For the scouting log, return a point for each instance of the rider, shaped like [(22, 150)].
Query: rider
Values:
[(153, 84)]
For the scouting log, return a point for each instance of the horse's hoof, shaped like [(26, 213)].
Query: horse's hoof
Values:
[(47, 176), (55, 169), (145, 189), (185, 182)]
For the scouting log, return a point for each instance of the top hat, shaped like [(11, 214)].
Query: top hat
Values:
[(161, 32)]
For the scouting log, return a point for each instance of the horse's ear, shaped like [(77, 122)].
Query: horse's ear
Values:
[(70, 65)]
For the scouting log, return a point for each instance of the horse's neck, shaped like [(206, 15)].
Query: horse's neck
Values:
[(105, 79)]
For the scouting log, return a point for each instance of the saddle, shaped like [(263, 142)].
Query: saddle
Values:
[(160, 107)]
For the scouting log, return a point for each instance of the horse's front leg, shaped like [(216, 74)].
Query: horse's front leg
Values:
# # #
_WHAT YOU SHOULD DO:_
List the lines of the records where "horse" occurs.

_PROBLEM SOLUTION:_
For the scouting log, return a point for each instance of the horse's hoof, shaped like [(26, 213)].
Query: horse's hoof
For the scouting log, return a point for each instance of the horse's ear, shaped like [(77, 122)].
Query: horse's ear
For the scouting log, return a point for each instance of the horse's neck, shaped like [(206, 15)].
Query: horse's neck
For the scouting log, return a point for each instance of the horse's front leg, shaped like [(216, 74)].
Query: horse's front leg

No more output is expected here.